Problem to work on
Copy every line of the records below that holds the word "exact".

Data excerpts
--*--

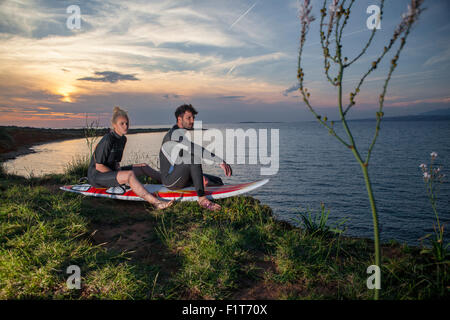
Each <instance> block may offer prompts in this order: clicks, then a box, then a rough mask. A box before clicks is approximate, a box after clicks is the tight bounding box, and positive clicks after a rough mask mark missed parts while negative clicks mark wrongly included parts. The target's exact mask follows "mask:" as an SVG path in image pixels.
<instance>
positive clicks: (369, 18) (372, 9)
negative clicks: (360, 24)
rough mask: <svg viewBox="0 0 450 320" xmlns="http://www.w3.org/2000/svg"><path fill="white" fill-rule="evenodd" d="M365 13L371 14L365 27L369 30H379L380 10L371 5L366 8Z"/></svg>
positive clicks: (375, 7) (380, 22)
mask: <svg viewBox="0 0 450 320" xmlns="http://www.w3.org/2000/svg"><path fill="white" fill-rule="evenodd" d="M366 12H367V13H368V14H371V16H370V17H369V18H367V21H366V25H367V28H368V29H370V30H373V29H375V28H376V29H381V20H380V17H381V10H380V7H379V6H376V5H371V6H368V7H367V10H366Z"/></svg>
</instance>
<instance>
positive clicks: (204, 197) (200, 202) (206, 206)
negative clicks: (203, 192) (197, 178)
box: [198, 197, 222, 211]
mask: <svg viewBox="0 0 450 320" xmlns="http://www.w3.org/2000/svg"><path fill="white" fill-rule="evenodd" d="M198 204H199V205H200V207H202V208H204V209H208V210H210V211H219V210H220V209H221V208H222V207H221V206H220V205H219V204H217V203H214V202H212V201H209V200H208V199H207V198H206V197H201V198H199V199H198Z"/></svg>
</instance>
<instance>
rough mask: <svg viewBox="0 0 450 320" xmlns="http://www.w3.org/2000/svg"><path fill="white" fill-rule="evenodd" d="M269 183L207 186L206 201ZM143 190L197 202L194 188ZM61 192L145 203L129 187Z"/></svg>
mask: <svg viewBox="0 0 450 320" xmlns="http://www.w3.org/2000/svg"><path fill="white" fill-rule="evenodd" d="M267 182H269V179H263V180H258V181H254V182H247V183H240V184H229V185H223V186H207V187H206V188H205V195H206V197H207V198H208V199H222V198H228V197H233V196H238V195H240V194H243V193H247V192H250V191H253V190H255V189H257V188H259V187H261V186H263V185H265V184H266V183H267ZM144 187H145V189H146V190H147V191H148V192H149V193H151V194H153V195H154V196H155V197H157V198H159V199H164V200H172V199H175V200H177V201H197V200H198V196H197V192H196V191H195V189H194V187H187V188H183V189H178V190H171V189H168V188H166V187H164V186H163V185H161V184H145V185H144ZM60 189H61V190H64V191H68V192H75V193H79V194H83V195H85V196H91V197H102V198H111V199H119V200H131V201H145V200H144V199H142V198H140V197H138V196H137V195H136V194H135V193H134V192H133V190H131V189H130V187H128V186H126V187H122V186H121V187H111V188H95V187H93V186H91V185H90V184H77V185H67V186H62V187H60Z"/></svg>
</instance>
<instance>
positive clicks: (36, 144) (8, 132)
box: [0, 126, 170, 162]
mask: <svg viewBox="0 0 450 320" xmlns="http://www.w3.org/2000/svg"><path fill="white" fill-rule="evenodd" d="M169 129H170V128H154V129H153V128H152V129H130V130H129V131H128V134H136V133H147V132H165V131H168V130H169ZM108 131H109V129H108V128H102V129H98V135H99V136H103V135H105V134H106V133H107V132H108ZM84 137H85V135H84V129H45V128H31V127H15V126H0V162H1V161H6V160H10V159H15V158H16V157H18V156H22V155H25V154H29V153H34V152H35V151H34V150H33V149H31V147H33V146H36V145H40V144H45V143H49V142H57V141H63V140H69V139H80V138H84Z"/></svg>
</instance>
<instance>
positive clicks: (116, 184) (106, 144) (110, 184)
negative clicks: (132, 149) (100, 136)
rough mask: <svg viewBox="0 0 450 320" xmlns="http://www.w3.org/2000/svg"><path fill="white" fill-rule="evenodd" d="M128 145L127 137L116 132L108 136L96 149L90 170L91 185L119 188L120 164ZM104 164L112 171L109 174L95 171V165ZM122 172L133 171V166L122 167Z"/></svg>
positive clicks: (109, 171)
mask: <svg viewBox="0 0 450 320" xmlns="http://www.w3.org/2000/svg"><path fill="white" fill-rule="evenodd" d="M126 143H127V138H126V137H125V136H119V135H118V134H117V133H116V132H115V131H114V130H111V131H110V132H109V133H108V134H106V135H105V136H104V137H103V138H102V139H101V140H100V142H99V143H98V144H97V147H95V151H94V153H93V154H92V158H91V163H90V164H89V169H88V180H89V184H91V185H92V186H94V187H117V186H119V185H120V184H119V182H117V173H118V171H117V170H118V164H119V163H120V161H121V160H122V155H123V149H124V148H125V144H126ZM96 163H99V164H103V165H105V166H107V167H108V168H110V169H111V171H108V172H100V171H98V170H96V169H95V164H96ZM121 170H132V166H126V167H122V168H121Z"/></svg>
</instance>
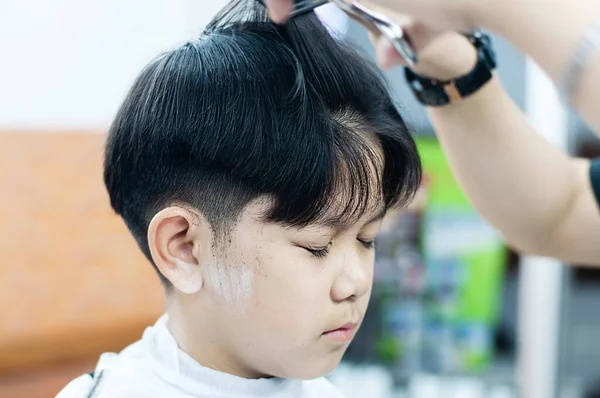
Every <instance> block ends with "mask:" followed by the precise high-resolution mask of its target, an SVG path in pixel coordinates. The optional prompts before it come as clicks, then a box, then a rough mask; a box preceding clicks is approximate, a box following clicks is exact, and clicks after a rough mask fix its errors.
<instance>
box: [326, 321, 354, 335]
mask: <svg viewBox="0 0 600 398" xmlns="http://www.w3.org/2000/svg"><path fill="white" fill-rule="evenodd" d="M357 326H358V322H348V323H347V324H345V325H342V326H340V327H339V328H337V329H332V330H329V331H327V332H325V334H327V333H331V332H335V331H337V330H354V329H356V327H357Z"/></svg>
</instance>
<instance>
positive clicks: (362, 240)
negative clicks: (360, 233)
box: [358, 239, 375, 249]
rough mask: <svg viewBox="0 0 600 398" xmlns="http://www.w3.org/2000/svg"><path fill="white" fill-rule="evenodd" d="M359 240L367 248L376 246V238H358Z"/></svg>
mask: <svg viewBox="0 0 600 398" xmlns="http://www.w3.org/2000/svg"><path fill="white" fill-rule="evenodd" d="M358 241H359V242H360V244H361V245H363V246H364V247H366V248H367V249H374V248H375V239H372V240H365V239H358Z"/></svg>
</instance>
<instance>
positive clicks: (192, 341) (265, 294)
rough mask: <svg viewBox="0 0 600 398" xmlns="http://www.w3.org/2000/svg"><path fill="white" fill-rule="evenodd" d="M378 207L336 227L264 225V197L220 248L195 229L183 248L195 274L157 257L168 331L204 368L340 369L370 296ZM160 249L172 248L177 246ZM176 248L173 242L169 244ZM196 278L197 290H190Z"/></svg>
mask: <svg viewBox="0 0 600 398" xmlns="http://www.w3.org/2000/svg"><path fill="white" fill-rule="evenodd" d="M372 207H373V208H374V209H373V211H369V212H368V214H364V216H363V217H362V218H361V220H360V221H359V222H357V223H356V224H354V225H352V226H351V227H349V228H347V229H345V230H338V231H335V230H333V229H332V228H330V227H327V226H321V225H313V226H309V227H306V228H302V229H298V228H286V227H283V226H281V225H277V224H270V223H264V222H262V221H260V216H261V215H262V214H264V210H265V209H266V208H265V204H264V203H260V202H256V203H254V204H251V205H250V206H249V207H248V208H247V209H246V210H245V211H244V213H243V214H242V216H241V218H240V220H239V222H238V223H237V224H236V225H235V227H234V228H233V229H232V232H231V234H230V235H229V236H228V237H227V241H226V242H227V244H226V245H225V246H224V247H223V248H222V250H219V249H218V247H214V246H213V245H211V244H210V242H208V241H207V239H208V236H207V235H208V234H206V233H201V232H198V233H192V234H189V233H188V235H191V236H195V238H194V239H195V240H194V242H193V243H192V244H191V245H188V246H182V247H183V249H181V250H183V251H185V250H188V249H187V248H190V247H193V248H194V249H190V250H191V251H193V252H194V253H193V257H194V258H195V259H196V260H197V264H196V266H195V267H197V268H194V269H195V271H190V270H187V269H183V270H182V269H179V270H178V271H173V269H172V268H171V269H169V268H168V267H165V266H164V264H163V266H161V265H160V264H157V265H158V266H159V268H160V269H161V271H163V274H165V276H167V278H168V279H170V280H171V281H172V282H173V284H174V285H175V289H174V291H173V292H171V297H170V304H169V312H170V328H171V330H172V331H173V333H174V335H175V336H176V338H177V340H178V343H179V344H180V346H181V347H182V348H183V349H184V351H186V352H187V353H188V354H190V355H191V356H193V357H194V358H195V359H196V360H198V361H199V362H200V363H201V364H202V365H204V366H208V367H211V368H213V369H217V370H220V371H224V372H228V373H232V374H236V375H239V376H242V377H247V378H255V377H268V376H276V377H285V378H298V379H310V378H316V377H320V376H323V375H325V374H327V373H329V372H331V371H332V370H334V368H335V367H336V366H337V365H338V364H339V362H340V360H341V358H342V355H343V354H344V352H345V350H346V348H347V347H348V345H349V344H350V342H351V340H352V338H353V337H354V334H355V333H356V331H357V329H358V327H359V326H360V323H361V322H362V319H363V317H364V314H365V311H366V308H367V305H368V301H369V297H370V294H371V286H372V281H373V265H374V255H375V253H374V249H373V247H372V242H373V240H374V239H375V236H376V235H377V232H378V230H379V227H380V224H381V218H382V212H381V209H380V208H378V209H375V207H376V206H372ZM159 228H160V227H159ZM151 231H152V227H151ZM203 236H204V237H203ZM150 242H151V246H152V239H150ZM162 246H163V247H164V248H167V249H166V250H171V249H168V247H169V243H167V244H163V245H162ZM177 247H179V246H178V244H177V243H174V244H171V248H172V250H171V251H174V252H175V253H176V252H177V249H176V248H177ZM175 255H177V254H175ZM154 257H155V259H156V258H157V257H158V258H161V256H156V255H155V256H154ZM163 257H164V256H163ZM188 257H189V256H188ZM179 267H180V268H182V267H183V266H182V265H181V262H179ZM187 267H188V268H190V267H191V266H190V265H188V266H187ZM183 268H186V267H183ZM192 268H193V267H192ZM165 270H166V273H165ZM190 278H192V279H193V278H196V281H195V282H193V283H191V286H197V287H198V288H197V289H192V290H190V289H188V288H187V287H189V286H190V280H189V279H190ZM184 279H186V280H184ZM186 283H187V285H186ZM178 286H184V288H183V289H182V290H186V289H187V290H186V291H187V294H184V293H182V292H181V291H180V290H178V289H177V287H178ZM186 286H187V287H186Z"/></svg>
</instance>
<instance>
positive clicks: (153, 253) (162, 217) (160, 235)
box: [148, 206, 212, 294]
mask: <svg viewBox="0 0 600 398" xmlns="http://www.w3.org/2000/svg"><path fill="white" fill-rule="evenodd" d="M211 242H212V229H211V228H210V225H209V224H208V222H207V221H206V219H205V218H204V217H202V216H201V215H199V214H197V213H196V212H194V211H192V210H189V209H186V208H184V207H180V206H172V207H167V208H165V209H162V210H161V211H160V212H158V213H157V214H156V215H155V216H154V217H153V218H152V220H151V221H150V225H149V226H148V246H149V248H150V253H151V255H152V260H153V261H154V264H156V267H157V268H158V270H159V271H160V273H161V274H162V275H163V276H164V277H165V278H166V279H167V280H169V281H170V282H171V284H172V285H173V287H174V288H175V289H177V290H179V291H180V292H182V293H184V294H195V293H198V292H199V291H200V289H201V288H202V286H203V285H204V281H203V278H202V272H201V270H202V267H203V266H205V265H206V263H207V261H209V259H210V257H211V253H209V252H208V250H210V248H211Z"/></svg>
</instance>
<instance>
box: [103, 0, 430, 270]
mask: <svg viewBox="0 0 600 398" xmlns="http://www.w3.org/2000/svg"><path fill="white" fill-rule="evenodd" d="M374 171H375V173H374ZM420 178H421V164H420V160H419V156H418V153H417V150H416V147H415V143H414V141H413V139H412V138H411V136H410V134H409V131H408V129H407V126H406V125H405V123H404V121H403V120H402V118H401V116H400V115H399V113H398V111H397V109H396V107H395V105H394V103H393V101H392V99H391V96H390V94H389V90H388V87H387V85H386V82H385V79H384V78H383V77H382V75H381V73H380V72H379V70H378V68H377V67H376V66H375V65H374V63H372V62H371V61H368V60H366V59H365V58H363V57H362V56H361V55H359V53H358V52H357V51H356V50H355V49H353V48H351V47H350V46H349V45H347V44H345V43H342V42H340V41H339V40H336V39H334V38H333V37H332V36H331V35H330V34H329V32H328V31H327V29H326V28H325V27H324V26H323V24H322V23H321V22H320V21H319V19H318V18H317V16H316V15H315V13H313V12H311V13H309V14H305V15H302V16H301V17H298V18H295V19H293V20H291V21H290V22H288V23H287V24H285V25H281V26H280V25H276V24H274V23H272V22H269V20H268V18H267V15H266V12H265V9H264V6H262V5H261V4H259V2H257V1H255V0H236V1H233V2H231V3H230V4H229V5H228V6H227V7H226V8H225V9H224V10H223V11H222V12H221V13H220V14H219V15H218V16H217V17H216V18H215V19H214V20H213V21H212V22H211V23H210V24H209V25H208V27H207V28H206V29H205V30H204V32H203V33H202V35H201V37H199V38H198V39H194V40H191V41H188V42H186V43H184V44H183V45H181V46H178V47H177V48H174V49H171V50H169V51H167V52H165V53H163V54H161V55H160V56H159V57H157V58H156V59H155V60H153V61H152V62H151V63H150V64H149V65H148V66H147V67H146V68H145V69H144V70H143V71H142V72H141V74H140V75H139V77H138V78H137V79H136V81H135V82H134V84H133V86H132V88H131V90H130V91H129V93H128V94H127V97H126V99H125V101H124V103H123V104H122V106H121V107H120V109H119V111H118V114H117V115H116V118H115V120H114V122H113V123H112V125H111V128H110V131H109V135H108V141H107V145H106V153H105V163H104V181H105V184H106V188H107V190H108V193H109V196H110V201H111V206H112V207H113V209H114V210H115V211H116V212H117V213H118V214H119V215H121V216H122V218H123V219H124V221H125V223H126V224H127V226H128V228H129V229H130V230H131V232H132V234H133V236H134V237H135V238H136V240H137V242H138V244H139V246H140V248H141V249H142V251H143V252H144V254H145V255H146V257H147V258H148V259H149V260H150V261H151V262H152V259H151V256H150V252H149V248H148V242H147V229H148V225H149V222H150V220H151V219H152V217H153V216H154V215H155V214H156V213H157V212H158V211H160V209H162V208H164V207H166V206H169V205H170V204H173V203H185V204H189V205H190V206H192V207H193V208H196V209H197V210H198V211H200V212H201V213H202V214H203V216H204V217H205V218H206V219H207V220H208V222H210V224H211V228H212V229H213V231H215V232H218V233H221V232H224V231H227V230H228V228H229V226H231V225H233V224H234V223H235V221H236V220H237V219H238V217H239V215H240V214H241V213H242V211H243V210H244V208H245V207H246V206H247V205H248V204H249V203H250V202H252V201H253V200H255V199H257V198H259V197H269V198H271V199H272V208H271V209H270V211H269V212H268V213H267V214H265V221H268V222H278V223H282V224H284V225H289V226H306V225H309V224H311V223H314V222H318V221H322V222H335V223H338V224H344V223H347V222H352V221H353V220H356V219H357V217H358V216H360V215H361V214H363V213H364V211H365V210H366V206H367V203H368V202H369V198H370V197H371V195H373V194H374V193H376V194H381V193H382V199H383V204H384V205H385V207H386V208H390V207H393V206H402V205H404V204H406V203H407V202H408V201H409V200H410V199H411V198H412V196H413V195H414V193H415V191H416V189H417V187H418V184H419V182H420ZM341 193H343V195H340V194H341ZM340 197H341V198H343V199H342V200H343V201H344V203H343V205H342V206H341V207H340V206H339V200H338V199H337V198H340ZM334 198H336V200H337V205H336V206H335V209H334V206H331V205H332V199H334ZM161 279H163V282H166V281H165V280H164V278H162V276H161Z"/></svg>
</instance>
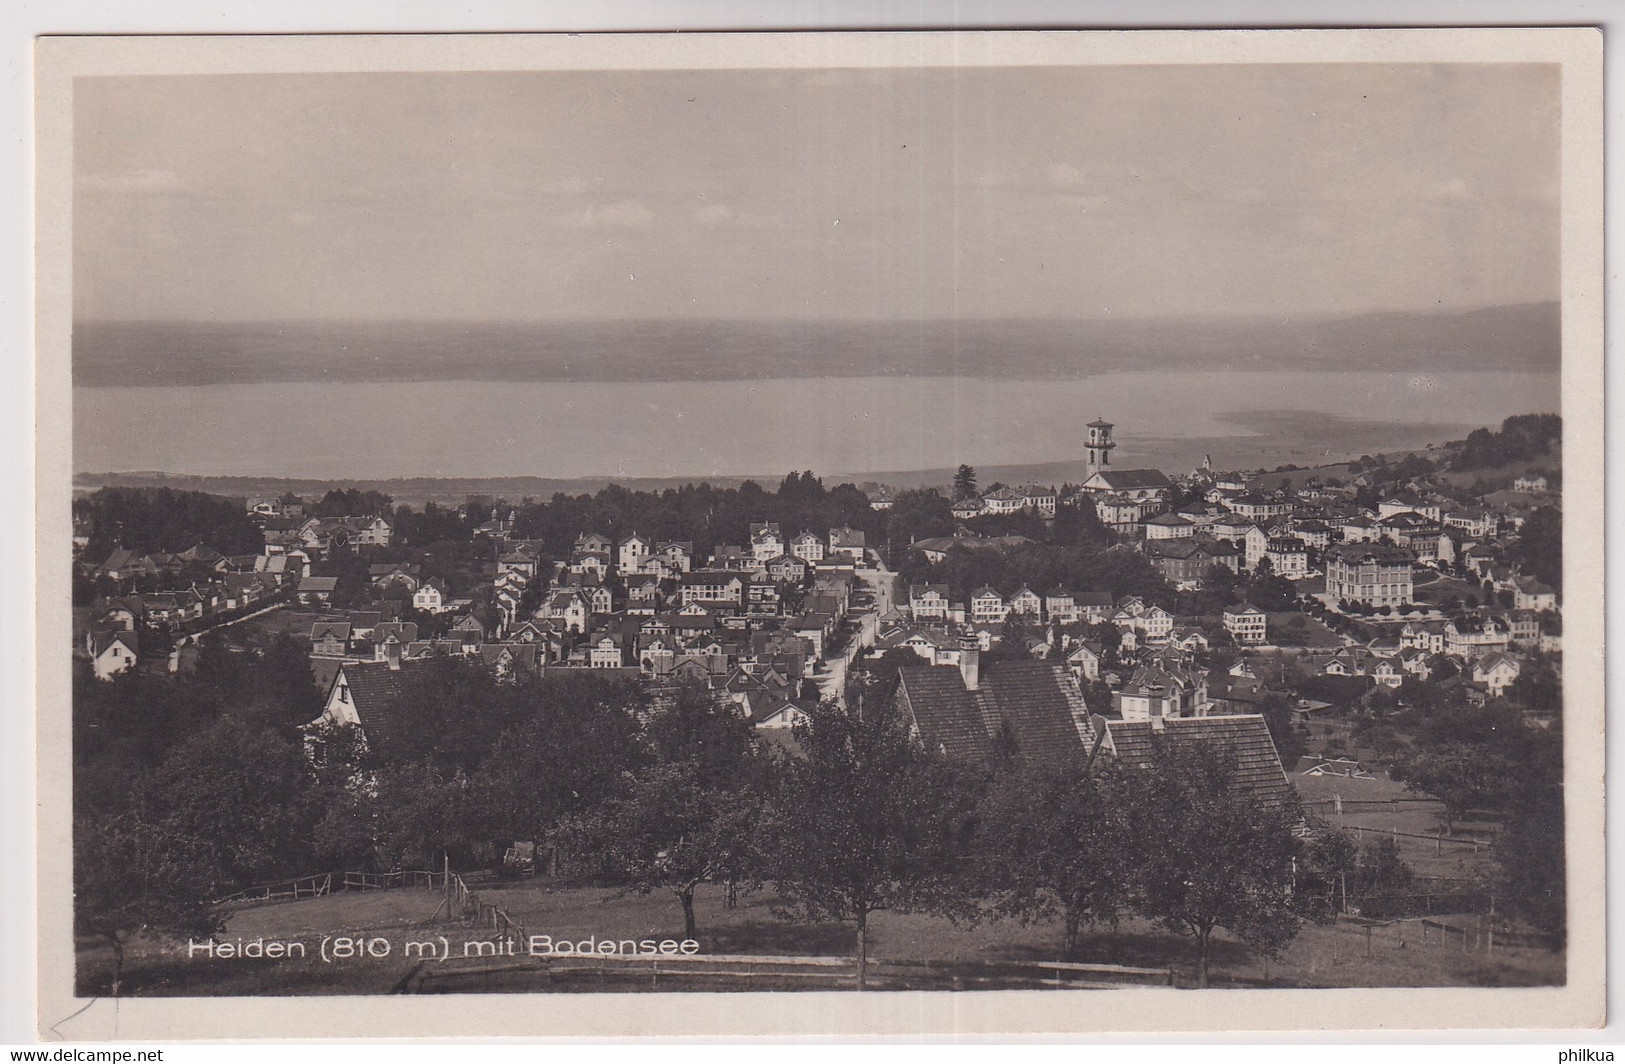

--*--

Result
Each <instance> block may offer prompts in this order: clicks, then a box, then a rough mask. A box before clicks is approximate, a box after clicks is the tight bounding box, and positive clicks after a rough mask mark missed parts while negative clicks mark wrongly included parts. The target's exact mask follows "mask:" as an SVG path in image pixels.
Every <instance> block ends with "mask:" followed by the precise high-resolution mask of its target, an SVG path in pixel coordinates. The optional prompts before it come as clicks, then a box, then a rough mask; a box preceding clicks is approximate, a box following clicks is exact, and clicks after a rough mask fix its errors.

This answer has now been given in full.